Напишите продолжение фрагмента о Глазунове и Достоевском, начав сразу после последней приведенной в нем фразы.

§ **Фрагмент текста**
((
Задача, поставленная Достоевским, пришлась по душе Глазунову, занявшемуся поисками формы собственной и родной. С того времени художник стал знатоком не только литературного творчества писателя и автором иллюстраций его сочинений. Он не пропускал редких публикаций о нем в периодике, обратил несколько лет спустя внимание на появившуюся в элитарном теоретическом журнале «Проблемы мира и социализма» статью Юрия Карякина о Достоевском. Она напомнила ему давний спор в Минусинске. Одни ее положения ему были по душе, как рассуждения кинематографиста-зэка и учителя-эмигранта, другие вызывали отчуждение, как в свое время слова журналиста-кукольника.

Дискутировать с таким журналом никто бы ему не позволил, а высказать свое отношение хотелось, поэтому он решил воспользоваться способом, не принятым в нормальной журналистике. Описывая давнюю минусинскую дискуссию в «Дороге к тебе», понравившиеся ему рассуждения Юрия Карякина о мировом значении Достоевского слегка отредактировал и вложил в уста учителя.

А кукольнику приписал тот пассаж, который ему активно не понравился.

«Не случайно, – якобы говорит у него Борис Ефимович. – Маркс и Энгельс охарактеризовали „нечаевщину“ как апологию политического убийства, как доведенную до крайности буржуазную безнравственность. Достоевский знал, к сожалению, лишь мелкобуржуазные формы социализма. Причем всегда брал в них наихудшее… Увидев, что рабочие в той или иной мере заражены буржуазными болезнями, он не понял, что болезни эти излечимы в ходе пролетарской революции».

Для чего сделано было это, ведь здесь все в духе советском? А для того, чтобы можно было дальше процитировать писателя: «Работники все в душе собственники… такая уж натура», чтобы еще ниже сообщить, опять же словами Бориса Ефимовича: «Отсюда объяснима и оправдана его борьба против шигалевых и шигалевщины с их буржуазным законом „всеобщего поедания“ и морали „все дозволено“, когда „В сечении голов самый простой способ устроить всеобщее счастье“. – Он закашлялся».

Тогда уже, в 1965 году, Глазунов пришел к твердому убеждению, что Октябрьская революция есть, как сказал Достоевский, самый простой и кровавый способ устройства всеобщего счастья, о чем не нашел иного способа сказать, не прибегнув к плагиату.

«Я не собирался писать „Дорогу к тебе“. Меня лишили тогда всех выставок, не принимали в Союз художников. Времени было свободного много. Однажды попал в компанию писателей, среди которых оказался редактор „Молодой гвардии“ покойный Никонов. Я им рассказывал о своих мытарствах. Они мне отвечают: говорить-то легко, все могут, ты вот напиши!
))
§ **Исходные данные**
((
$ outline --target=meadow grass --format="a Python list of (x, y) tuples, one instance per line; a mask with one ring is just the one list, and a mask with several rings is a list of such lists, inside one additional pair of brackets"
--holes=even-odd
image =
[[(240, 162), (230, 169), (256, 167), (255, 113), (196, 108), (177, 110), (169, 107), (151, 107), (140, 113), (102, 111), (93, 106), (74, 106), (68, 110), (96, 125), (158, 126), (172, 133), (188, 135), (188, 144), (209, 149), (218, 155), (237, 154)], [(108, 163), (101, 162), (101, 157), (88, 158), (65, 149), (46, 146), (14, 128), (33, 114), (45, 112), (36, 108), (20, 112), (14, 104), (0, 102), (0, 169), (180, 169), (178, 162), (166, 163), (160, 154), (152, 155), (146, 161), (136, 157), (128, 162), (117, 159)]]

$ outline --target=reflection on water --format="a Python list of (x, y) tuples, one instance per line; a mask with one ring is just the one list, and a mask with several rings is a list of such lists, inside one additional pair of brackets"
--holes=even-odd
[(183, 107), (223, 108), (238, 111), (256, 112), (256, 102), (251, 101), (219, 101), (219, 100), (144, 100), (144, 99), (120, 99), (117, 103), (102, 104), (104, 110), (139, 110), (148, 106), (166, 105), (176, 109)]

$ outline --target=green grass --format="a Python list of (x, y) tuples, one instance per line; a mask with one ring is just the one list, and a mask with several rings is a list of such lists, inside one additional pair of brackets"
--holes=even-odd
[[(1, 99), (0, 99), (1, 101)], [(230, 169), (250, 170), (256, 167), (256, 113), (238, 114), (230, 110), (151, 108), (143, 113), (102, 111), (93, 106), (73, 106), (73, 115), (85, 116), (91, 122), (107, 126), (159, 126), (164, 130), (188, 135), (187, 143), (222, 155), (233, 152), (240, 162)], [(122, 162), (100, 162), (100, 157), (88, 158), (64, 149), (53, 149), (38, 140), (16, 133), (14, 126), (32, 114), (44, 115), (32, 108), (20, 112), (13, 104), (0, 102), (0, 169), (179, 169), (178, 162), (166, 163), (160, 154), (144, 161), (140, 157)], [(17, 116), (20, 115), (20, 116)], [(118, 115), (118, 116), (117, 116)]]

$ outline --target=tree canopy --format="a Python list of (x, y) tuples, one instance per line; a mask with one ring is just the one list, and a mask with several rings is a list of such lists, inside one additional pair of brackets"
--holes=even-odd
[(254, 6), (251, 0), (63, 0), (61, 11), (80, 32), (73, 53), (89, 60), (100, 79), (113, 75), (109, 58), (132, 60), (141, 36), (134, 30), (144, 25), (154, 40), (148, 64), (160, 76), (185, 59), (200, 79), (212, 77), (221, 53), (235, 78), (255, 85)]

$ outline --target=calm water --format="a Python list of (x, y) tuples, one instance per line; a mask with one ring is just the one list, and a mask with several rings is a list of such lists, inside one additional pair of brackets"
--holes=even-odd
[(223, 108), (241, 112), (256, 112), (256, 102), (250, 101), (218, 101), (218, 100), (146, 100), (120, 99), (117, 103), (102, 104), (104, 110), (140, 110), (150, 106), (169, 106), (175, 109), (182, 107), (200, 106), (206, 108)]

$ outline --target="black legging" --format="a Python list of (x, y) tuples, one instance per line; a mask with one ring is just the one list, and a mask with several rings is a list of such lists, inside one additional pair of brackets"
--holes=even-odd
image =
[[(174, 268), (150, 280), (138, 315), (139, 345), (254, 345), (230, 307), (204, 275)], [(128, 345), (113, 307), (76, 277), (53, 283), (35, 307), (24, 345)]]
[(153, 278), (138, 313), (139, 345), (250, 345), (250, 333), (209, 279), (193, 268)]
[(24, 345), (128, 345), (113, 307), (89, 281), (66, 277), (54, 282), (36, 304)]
))
§ **Поле ответа**
– Написать я напишу, да кто напечатает?

– Я напечатаю, – твердо сказал Никонов, как когда-то Аджубей, который взял после застольного разговора да опубликовал мою статью в „Известиях“, чему я очень удивился и обрадовался. (Об этом – впереди. – Л. К.) Я написал.

Когда сочинял главу о Достоевском, сделал много выписок из разных книг и журналов в библиотеках, тогда попала мне на глаза статья Юрия Карякина. И из нее я выписал, как из книги Леонида Гроссмана и других авторов, понравившиеся мне цитаты. Я все время что-нибудь записываю. Но не обозначаю в спешке, как всегда, откуда что беру. Вот сейчас нашел старую запись, что Савонарола учился в одном монастыре с нашим Максимом Греком, а откуда запись, не помню…»

Действительно, на круглом столе среди книг и бумаг лежал мятый листок с чьими-то строчками о Савонароле, понадобившимися вдруг писателю Глазунову. Отложив все разговоры за столом, связался он с сыном Иваном и попросил его срочно подобрать книги о Савонароле, чтобы уточнить, откуда же появилась давняя запись… А тогда искать первоисточник понравившихся ему цитат не стал и по той еще причине, что сочинял обобщенные образы спорщиков, дискутировавших о Достоевском.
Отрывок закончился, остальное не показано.